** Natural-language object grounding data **
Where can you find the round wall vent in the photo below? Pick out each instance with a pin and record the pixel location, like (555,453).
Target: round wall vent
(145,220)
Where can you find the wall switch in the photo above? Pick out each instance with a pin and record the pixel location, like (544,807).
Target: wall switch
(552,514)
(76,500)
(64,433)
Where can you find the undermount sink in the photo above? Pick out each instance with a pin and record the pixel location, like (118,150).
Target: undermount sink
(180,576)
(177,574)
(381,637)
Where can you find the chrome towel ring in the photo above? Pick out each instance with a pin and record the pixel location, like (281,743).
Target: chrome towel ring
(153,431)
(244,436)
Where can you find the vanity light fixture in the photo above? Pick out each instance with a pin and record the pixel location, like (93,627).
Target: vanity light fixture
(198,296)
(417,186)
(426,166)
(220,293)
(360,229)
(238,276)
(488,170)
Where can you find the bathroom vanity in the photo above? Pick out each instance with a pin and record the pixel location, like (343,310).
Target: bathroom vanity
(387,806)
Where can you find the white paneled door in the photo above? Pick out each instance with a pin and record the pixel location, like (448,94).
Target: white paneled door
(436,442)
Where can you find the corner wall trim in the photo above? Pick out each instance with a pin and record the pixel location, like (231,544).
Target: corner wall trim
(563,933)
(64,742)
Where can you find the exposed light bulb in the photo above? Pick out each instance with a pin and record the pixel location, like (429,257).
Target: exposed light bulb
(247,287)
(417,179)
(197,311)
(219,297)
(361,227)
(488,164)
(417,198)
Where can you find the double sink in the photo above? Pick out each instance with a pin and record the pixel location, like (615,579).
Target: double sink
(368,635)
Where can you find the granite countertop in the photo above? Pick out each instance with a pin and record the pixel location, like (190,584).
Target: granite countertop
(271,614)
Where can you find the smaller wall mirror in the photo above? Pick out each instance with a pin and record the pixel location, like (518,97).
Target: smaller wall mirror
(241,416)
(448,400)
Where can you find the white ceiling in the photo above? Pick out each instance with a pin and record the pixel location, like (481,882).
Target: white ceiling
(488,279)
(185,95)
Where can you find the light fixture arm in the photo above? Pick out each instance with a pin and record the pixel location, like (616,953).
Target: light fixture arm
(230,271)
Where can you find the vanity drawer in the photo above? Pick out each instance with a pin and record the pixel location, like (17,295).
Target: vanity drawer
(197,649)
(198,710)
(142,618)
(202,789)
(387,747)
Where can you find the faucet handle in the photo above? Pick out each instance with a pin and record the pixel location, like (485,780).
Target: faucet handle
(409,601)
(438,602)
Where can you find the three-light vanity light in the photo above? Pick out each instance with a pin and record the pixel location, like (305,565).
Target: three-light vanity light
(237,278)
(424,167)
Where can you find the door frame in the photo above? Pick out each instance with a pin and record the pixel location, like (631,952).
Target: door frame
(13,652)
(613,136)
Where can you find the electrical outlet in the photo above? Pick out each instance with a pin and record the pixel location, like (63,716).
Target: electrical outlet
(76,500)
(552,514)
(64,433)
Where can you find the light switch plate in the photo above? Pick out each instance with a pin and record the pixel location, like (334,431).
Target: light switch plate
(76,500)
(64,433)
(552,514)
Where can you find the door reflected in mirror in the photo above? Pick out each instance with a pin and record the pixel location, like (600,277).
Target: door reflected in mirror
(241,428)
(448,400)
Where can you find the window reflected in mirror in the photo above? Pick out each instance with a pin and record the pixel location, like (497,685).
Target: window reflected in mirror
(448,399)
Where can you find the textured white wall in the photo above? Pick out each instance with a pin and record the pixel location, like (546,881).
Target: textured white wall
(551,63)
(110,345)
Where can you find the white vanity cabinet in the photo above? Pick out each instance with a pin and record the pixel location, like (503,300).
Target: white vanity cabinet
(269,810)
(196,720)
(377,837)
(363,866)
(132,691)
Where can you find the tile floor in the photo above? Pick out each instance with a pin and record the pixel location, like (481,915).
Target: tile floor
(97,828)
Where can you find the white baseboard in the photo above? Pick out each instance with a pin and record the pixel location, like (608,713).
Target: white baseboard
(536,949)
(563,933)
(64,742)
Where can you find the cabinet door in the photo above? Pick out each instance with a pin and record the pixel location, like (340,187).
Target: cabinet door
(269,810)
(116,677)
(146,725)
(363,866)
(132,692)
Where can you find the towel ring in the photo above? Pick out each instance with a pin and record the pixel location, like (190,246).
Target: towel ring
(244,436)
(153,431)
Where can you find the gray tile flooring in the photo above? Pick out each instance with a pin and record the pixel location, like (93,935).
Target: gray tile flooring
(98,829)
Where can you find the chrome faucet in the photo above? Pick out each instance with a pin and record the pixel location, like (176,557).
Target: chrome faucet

** WHAT TO PRODUCE **
Retype exactly the lines of the data above, starting at its first line and finishing with the line that has "Where can you find the double" in it.

** REPLY **
Where can you find the round wall vent in the photo below? Pick out each instance with a pin and record the pixel location, like (555,453).
Target: round wall vent
(145,220)
Where can you find the wall switch in the photo above? Pick out each instance with a pin and record the pixel location, like (544,807).
Target: wall switch
(552,514)
(76,500)
(64,433)
Where can you find the undermount sink in the photo above? Pick out each instance with a pin and record the pixel location, like (118,150).
Target: undermount sink
(180,576)
(177,574)
(381,637)
Where can you find the chrome towel ring in the photo above? Pick out each instance with a pin and record the pixel location, like (281,743).
Target: chrome towel ring
(153,431)
(244,436)
Where can you find the vanity light fixture in the photo above? Pick out each instance with a pin and record the pixel location, like (93,627).
Target: vanity light fixture
(198,296)
(417,186)
(426,166)
(220,293)
(360,229)
(238,276)
(488,170)
Where can you find the bathroom vanity in the photo above? Pick out each instance with a pin and record the pixel location, like (343,310).
Target: bathroom vanity
(387,806)
Where can you find the white paneled door in the photo above? Pick out each instance with a pin and record the pixel location, like (448,94).
Target: white paneled door
(436,442)
Where can you find the corner wall trim in the photo above? Pick out each instance with a pin and record the pixel location, like (231,544).
Target: corner wall trim
(563,933)
(64,742)
Where can you find the exposed light bulb in the photo above? Pick out each instance with a pin and record the pixel location, like (429,257).
Target: exposed light bulb
(247,287)
(417,179)
(197,311)
(219,297)
(361,227)
(488,164)
(417,198)
Where can you find the double sink in the photo above? Pick out each instance with a pin and record the pixel location, like (615,579).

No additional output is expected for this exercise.